■ **DOCUMENT EXCERPT**:
== == ==

Larrabee and Fischer received photographic training in Germany, while Wissema was trained by Fischer. Their work reflected the influence of which was then the new documentary style in Germany. That photographic style coincided with the development of the first commercial 35mm cameras and the more professional, but compact, Rolleiflex camera, to which all three photographers had a preference.
Constance Stuart Larrabee
Constance Stuart Larrabee was born in 1914 in Cornwall, England and came to Pretoria, South Africa with her family when she was three month old. In 1924, she developed an interest in photography when she was given a Kodak Box Brownie for her birthday. In 1933, Stuart returned to London to study photography and move to Munich two years later to undertake advanced studies. In 1936, she returned to Pretoria where she established a portrait studio to capture the local elite along with important visitors including members of the British royal family. Apart from her commercial work, Stuart enjoyed travelling across the country to chronicle the vanishing ethnic cultures such as Ndebele, Bushmen, Zulu, and the Xhosa peoples. Her photographs in rural areas demonstrate her excellent technique and aesthetic vision. Her exhibitions drew national attention and led to her appointment as a war photographer.

== == ==

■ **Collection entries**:

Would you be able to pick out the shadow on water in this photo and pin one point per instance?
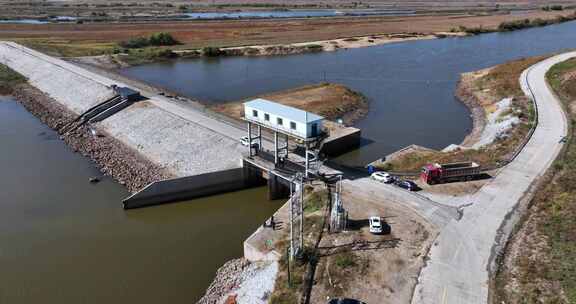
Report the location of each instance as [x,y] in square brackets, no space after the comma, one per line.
[65,240]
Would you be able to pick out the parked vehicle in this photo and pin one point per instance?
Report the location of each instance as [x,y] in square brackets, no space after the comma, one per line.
[244,142]
[345,301]
[441,173]
[383,177]
[408,185]
[375,224]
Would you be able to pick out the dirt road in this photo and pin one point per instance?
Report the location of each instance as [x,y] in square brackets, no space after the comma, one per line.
[254,32]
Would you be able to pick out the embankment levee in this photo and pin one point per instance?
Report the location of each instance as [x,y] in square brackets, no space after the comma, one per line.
[148,141]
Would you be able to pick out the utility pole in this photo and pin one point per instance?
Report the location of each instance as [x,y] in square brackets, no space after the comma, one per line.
[302,212]
[291,219]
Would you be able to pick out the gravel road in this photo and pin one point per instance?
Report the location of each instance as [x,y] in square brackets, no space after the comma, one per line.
[459,266]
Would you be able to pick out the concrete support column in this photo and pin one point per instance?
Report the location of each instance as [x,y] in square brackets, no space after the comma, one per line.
[259,138]
[276,188]
[275,147]
[286,147]
[307,162]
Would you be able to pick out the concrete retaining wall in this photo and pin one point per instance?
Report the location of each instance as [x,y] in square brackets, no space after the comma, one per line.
[342,141]
[190,187]
[172,136]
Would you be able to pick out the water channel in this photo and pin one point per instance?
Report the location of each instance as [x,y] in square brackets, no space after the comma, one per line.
[64,240]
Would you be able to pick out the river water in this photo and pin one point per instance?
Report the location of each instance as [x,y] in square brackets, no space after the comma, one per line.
[64,240]
[410,86]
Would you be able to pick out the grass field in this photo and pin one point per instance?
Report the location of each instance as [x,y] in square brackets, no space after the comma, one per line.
[8,79]
[99,38]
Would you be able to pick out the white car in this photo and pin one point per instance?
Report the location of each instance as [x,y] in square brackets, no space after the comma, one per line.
[244,141]
[382,177]
[375,225]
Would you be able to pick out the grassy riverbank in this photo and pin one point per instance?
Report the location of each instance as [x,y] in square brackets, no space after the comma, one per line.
[540,262]
[8,79]
[73,40]
[482,91]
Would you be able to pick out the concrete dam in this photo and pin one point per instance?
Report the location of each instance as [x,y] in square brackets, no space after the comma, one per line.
[202,155]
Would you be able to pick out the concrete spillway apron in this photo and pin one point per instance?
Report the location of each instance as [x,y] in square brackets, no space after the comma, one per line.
[458,268]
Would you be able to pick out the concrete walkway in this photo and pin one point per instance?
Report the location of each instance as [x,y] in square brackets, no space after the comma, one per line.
[458,269]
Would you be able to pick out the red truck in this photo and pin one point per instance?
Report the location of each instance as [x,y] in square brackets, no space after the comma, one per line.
[441,173]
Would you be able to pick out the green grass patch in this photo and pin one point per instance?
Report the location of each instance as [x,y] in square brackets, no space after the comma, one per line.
[68,48]
[8,79]
[146,55]
[553,215]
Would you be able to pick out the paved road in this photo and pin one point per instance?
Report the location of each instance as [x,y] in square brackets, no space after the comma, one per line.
[457,271]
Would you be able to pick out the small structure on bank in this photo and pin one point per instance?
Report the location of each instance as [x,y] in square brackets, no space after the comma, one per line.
[283,121]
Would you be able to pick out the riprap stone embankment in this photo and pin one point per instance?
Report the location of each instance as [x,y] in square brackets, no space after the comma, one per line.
[149,140]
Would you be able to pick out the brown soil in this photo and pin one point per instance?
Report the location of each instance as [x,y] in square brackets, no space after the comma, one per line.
[480,90]
[372,268]
[128,167]
[254,32]
[332,101]
[539,261]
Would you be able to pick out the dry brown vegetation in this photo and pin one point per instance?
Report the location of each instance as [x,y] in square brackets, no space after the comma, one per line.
[540,260]
[483,89]
[96,37]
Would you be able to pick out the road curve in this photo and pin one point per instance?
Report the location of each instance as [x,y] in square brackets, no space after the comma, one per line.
[458,268]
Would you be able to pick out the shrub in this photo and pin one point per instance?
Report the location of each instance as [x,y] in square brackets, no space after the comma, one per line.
[162,39]
[156,39]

== == ==

■ **EXERCISE REQUIREMENTS**:
1. Transcribe word for word the part of the text on the photographers that opens with the words containing "Larrabee and Fischer" and closes with "had a preference.".
2. For each statement below, say whether the text on the photographers agrees with it, answering yes or no and quoting the deciding words of the text: (a) Larrabee was given a Kodak Box Brownie for her birthday; (b) Wissema received photographic training in Germany; (c) Larrabee set up a portrait studio in London.

■ **ANSWERS TO THE EXERCISE**:
1.
Larrabee and Fischer received photographic training in Germany, while Wissema was trained by Fischer. Their work reflected the influence of which was then the new documentary style in Germany. That photographic style coincided with the development of the first commercial 35mm cameras and the more professional, but compact, Rolleiflex camera, to which all three photographers had a preference.

2.
(a) Yes: "she was given a Kodak Box Brownie for her birthday"
(b) No: "while Wissema was trained by Fischer"
(c) No: "she returned to Pretoria where she established a portrait studio"